REQUIRED TASK -
Render the rows below as a JSON array of strings, with one string for each line and any blank lines omitted.

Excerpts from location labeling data
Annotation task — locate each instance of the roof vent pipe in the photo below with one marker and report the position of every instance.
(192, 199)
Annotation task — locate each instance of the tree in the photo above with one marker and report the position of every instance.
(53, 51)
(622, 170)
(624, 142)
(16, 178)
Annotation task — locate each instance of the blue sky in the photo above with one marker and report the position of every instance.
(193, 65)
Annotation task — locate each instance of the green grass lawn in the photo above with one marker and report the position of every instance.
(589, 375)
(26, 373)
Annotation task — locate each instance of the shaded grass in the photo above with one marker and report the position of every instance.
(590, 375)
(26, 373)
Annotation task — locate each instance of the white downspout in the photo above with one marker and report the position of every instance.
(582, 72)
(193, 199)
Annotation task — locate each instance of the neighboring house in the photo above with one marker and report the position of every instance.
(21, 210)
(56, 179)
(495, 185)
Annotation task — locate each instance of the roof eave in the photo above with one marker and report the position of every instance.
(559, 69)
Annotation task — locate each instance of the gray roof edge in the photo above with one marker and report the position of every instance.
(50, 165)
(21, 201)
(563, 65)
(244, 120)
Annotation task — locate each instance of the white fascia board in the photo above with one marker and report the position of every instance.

ANSWER FOR THE TASK -
[
  "Annotation task — locate each instance of the roof vent pipe in the photo below with one marker and report the position of every instance.",
  "(192, 199)",
  "Annotation task — locate each instance of the tree in the photo above with one marker and report the position of every instance.",
  "(53, 51)",
  "(622, 170)",
  "(624, 142)",
  "(16, 178)",
  "Annotation task — locate each instance of the blue sky in the photo above with one marker and report the position of every instance.",
  "(193, 65)",
  "Annotation task — locate each instance of the green grass lawn in the photo above with one marker and report the position of every instance.",
  "(589, 375)",
  "(26, 373)",
  "Annotation task — locate each instance of the shaded grass in the photo above with one marker and report the position of every instance.",
  "(590, 375)",
  "(26, 373)",
  "Annotation task — locate each instance of the white downspout in the photo above with one marker and report the position of every instance.",
  "(582, 72)",
  "(193, 199)",
  "Annotation task — locate each instance of the neighboring house in the photo above with one marker and report the position of every instance.",
  "(21, 210)",
  "(56, 179)",
  "(495, 185)",
  "Annotation task — locate each instance of the roof eave in the photo above with one marker and report the position of every instance.",
  "(559, 69)",
  "Annotation task — locate each instance of the gray roof edge in the photo above with one marker and report the position of every instance.",
  "(50, 165)",
  "(21, 201)",
  "(563, 65)",
  "(244, 120)",
  "Annotation task — locate each instance of the white fascia board in the photo above with one marker and report the position of every instance."
]